*TUGAS YANG DIKERJAKAN*
Salin tanpa perubahan bagian dari teks tentang budaya diskusi mahasiswa, mulai dari kata-kata yang memuat "Mahasiswa, secara historis" dan berhenti setelah "khas mahasiswa sejati.".

*KUTIPAN UNTUK DIBACA*
Budaya Diskusi sebagai identitas Mahasiswa

Bagikan

Oleh: Sarnata
Penulis adalah ketua umum MATADEWA

Budaya diskusi merupakan napas intelektual yang harusnya senantiasa mengalir dalam kehidupan kampus. Diskusi bukan sekedar rutinitas berkumpul dan bertukar argumen, melainkan wujud nyata semangat berpikir kritis, dialektika serta keberanian menyuarakan pendapat. Diskusi menjadi cermin dari daya nalar, keberpihakan pada nilai-nilai kebenaran, serta komitmen terhadap perubahan sosial. Maka di sinilah letak urgensinya: budaya diskusi bukan hanya bagian dari aktivitas akademik, diskusi adalah tubuh serta identitas sejati seorang mahasiswa.

Mahasiswa, secara historis dan filosofis, memiliki peran ganda: sebagai insan akademik dan agen perubahan. Keduanya bisa terwujud dengan disertai kebiasaan untuk terus mempertanyakan, menggugat, dan membangun gagasan. Budaya diskusi merupakan medium utama dalam proses ini. ia sebagai fondasi mahasiswa untuk tidak sekedar menerima, tetapi bisa mengolah, mengkritisi, dan menyintesis pengetahuan. Maka dari itu budaya diskusi adalah manifestasi dari nalar merdeka yang menjadi ciri khas mahasiswa sejati.

Namun, kondisi hari ini, sebuah keprihatinan mendalam muncul saat budaya diskusi di kalangan mahasiswa kian mumudar bahkan hampir mengalami kemunduran. Diskusi yang dahulu menjadi denyut utama dalam kehidupan kampus, kini seringkali digantikan oleh keheningan pragmatis. Ruang-ruang diskusi yang dulu ramai oleh perdebatan ideologis, kini sepi oleh dominasi budaya instan dan konsumtif.

Berbagai faktor yang melatarbelakangi fenomena ini. Pertama, sistem pendidikan yang semakin menekankan capaian administratif dan orientasi pasar kerja, mendorong mahasiswa untuk berpikir pragmatis. IPK, sertifikasi, serta jaringan kerja lebih dianggap prioritas daripada proses pembelajaran yang mendalam. Diskusi dianggap tidak produktif karena tidak langsung berkontribusi pada “nilai jual” dalam dunia kerja.

*DATA YANG DISEDIAKAN*
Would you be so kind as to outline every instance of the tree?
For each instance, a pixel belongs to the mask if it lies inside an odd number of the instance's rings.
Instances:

*JAWABAN LATIHAN INI*
Mahasiswa, secara historis dan filosofis, memiliki peran ganda: sebagai insan akademik dan agen perubahan. Keduanya bisa terwujud dengan disertai kebiasaan untuk terus mempertanyakan, menggugat, dan membangun gagasan. Budaya diskusi merupakan medium utama dalam proses ini. ia sebagai fondasi mahasiswa untuk tidak sekedar menerima, tetapi bisa mengolah, mengkritisi, dan menyintesis pengetahuan. Maka dari itu budaya diskusi adalah manifestasi dari nalar merdeka yang menjadi ciri khas mahasiswa sejati.